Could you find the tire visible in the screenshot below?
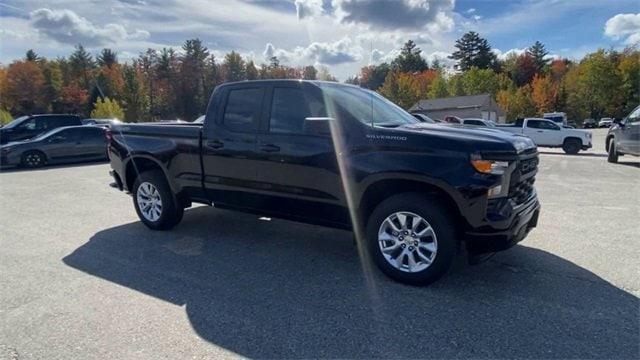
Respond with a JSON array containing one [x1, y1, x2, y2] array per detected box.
[[607, 140, 619, 163], [21, 151, 46, 168], [365, 193, 458, 285], [562, 138, 581, 155], [132, 170, 184, 230]]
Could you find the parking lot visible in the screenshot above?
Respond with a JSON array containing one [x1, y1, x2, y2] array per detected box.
[[0, 129, 638, 359]]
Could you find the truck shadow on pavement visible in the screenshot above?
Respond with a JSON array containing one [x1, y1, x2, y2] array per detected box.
[[63, 207, 639, 359]]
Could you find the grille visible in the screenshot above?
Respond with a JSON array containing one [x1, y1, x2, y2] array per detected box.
[[519, 157, 538, 175], [509, 176, 535, 205]]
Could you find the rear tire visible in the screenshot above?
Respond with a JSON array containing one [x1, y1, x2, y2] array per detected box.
[[21, 151, 46, 168], [607, 140, 619, 163], [365, 193, 458, 285], [562, 138, 581, 155], [133, 170, 184, 230]]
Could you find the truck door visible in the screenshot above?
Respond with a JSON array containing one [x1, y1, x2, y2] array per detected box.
[[253, 83, 347, 225], [524, 119, 560, 146], [201, 85, 266, 207]]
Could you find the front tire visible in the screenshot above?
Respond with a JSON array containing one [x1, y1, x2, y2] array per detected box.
[[21, 151, 46, 168], [365, 193, 458, 285], [607, 140, 619, 163], [562, 138, 581, 155], [133, 170, 184, 230]]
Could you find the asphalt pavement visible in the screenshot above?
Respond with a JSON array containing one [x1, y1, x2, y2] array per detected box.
[[1, 129, 638, 359]]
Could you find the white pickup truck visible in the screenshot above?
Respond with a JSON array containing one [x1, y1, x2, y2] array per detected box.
[[497, 118, 592, 154]]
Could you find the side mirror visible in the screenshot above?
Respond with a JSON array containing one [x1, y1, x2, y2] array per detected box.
[[304, 117, 334, 136]]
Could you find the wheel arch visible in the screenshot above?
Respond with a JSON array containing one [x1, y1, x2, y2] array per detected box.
[[124, 155, 175, 193], [358, 176, 465, 227], [563, 136, 583, 145]]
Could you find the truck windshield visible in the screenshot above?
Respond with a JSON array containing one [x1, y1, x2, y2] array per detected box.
[[319, 84, 418, 127]]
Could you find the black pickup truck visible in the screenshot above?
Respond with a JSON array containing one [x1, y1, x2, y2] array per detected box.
[[108, 80, 540, 285]]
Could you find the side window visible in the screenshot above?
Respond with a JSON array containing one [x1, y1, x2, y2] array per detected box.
[[56, 128, 84, 141], [223, 88, 264, 132], [36, 117, 53, 131], [542, 121, 560, 130], [50, 129, 70, 141], [85, 128, 105, 141], [18, 118, 36, 130], [269, 87, 310, 134], [527, 120, 542, 129], [59, 116, 79, 126]]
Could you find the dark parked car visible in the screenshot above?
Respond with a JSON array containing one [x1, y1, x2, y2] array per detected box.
[[0, 126, 107, 168], [606, 105, 640, 163], [108, 80, 540, 285], [0, 114, 82, 145], [583, 119, 597, 128]]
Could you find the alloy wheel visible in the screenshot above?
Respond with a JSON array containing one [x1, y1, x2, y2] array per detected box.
[[378, 211, 438, 273], [137, 182, 163, 221]]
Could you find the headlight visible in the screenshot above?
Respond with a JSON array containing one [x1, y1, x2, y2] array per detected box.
[[471, 155, 510, 175], [512, 136, 535, 153]]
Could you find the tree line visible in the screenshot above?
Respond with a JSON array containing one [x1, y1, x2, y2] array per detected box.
[[0, 33, 638, 124], [347, 32, 639, 123], [0, 39, 336, 123]]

★ ★ ★ ★

_Prompt_: Write out again, exactly, the lines from the start of the listing up to the line containing "Could you find the front", with both ends and without pictures.

_Solution_:
Could you find the tire visible in the screenshot below?
Respond with a JSON array containing one [x1, y1, x2, y2] array per detected box.
[[607, 140, 619, 163], [21, 151, 46, 168], [365, 193, 458, 285], [562, 138, 581, 155], [132, 170, 184, 230]]
Could you find the parking lot visible in the screenshot above?
Respond with a JSON array containing one [x1, y1, x2, y2] array per detected box.
[[0, 129, 638, 359]]
Could you find the truck shadow on pavement visible in the screenshot above?
Respond with a JSON array containing one [x1, y1, x2, y2] array per detected box.
[[63, 207, 639, 359]]
Could you find the grille visible in the screenshot above?
Respond with a JSON array containing one [x1, y1, x2, y2] array per detected box.
[[519, 157, 538, 175], [509, 176, 535, 205]]
Could you find the rear tire visible in the screenshot above?
Respond with a JSON array containing one [x1, y1, x2, y2] array per detected box.
[[21, 151, 46, 168], [607, 140, 619, 163], [365, 193, 458, 285], [562, 138, 581, 155], [133, 170, 184, 230]]
Could you find the truck door visible in the screenshot above?
Respond with a JSON array containing one [x1, y1, x2, y2] array per detected box.
[[253, 83, 347, 225], [524, 119, 560, 146], [201, 85, 266, 207]]
Could you find the front tire visible in the screenshot above?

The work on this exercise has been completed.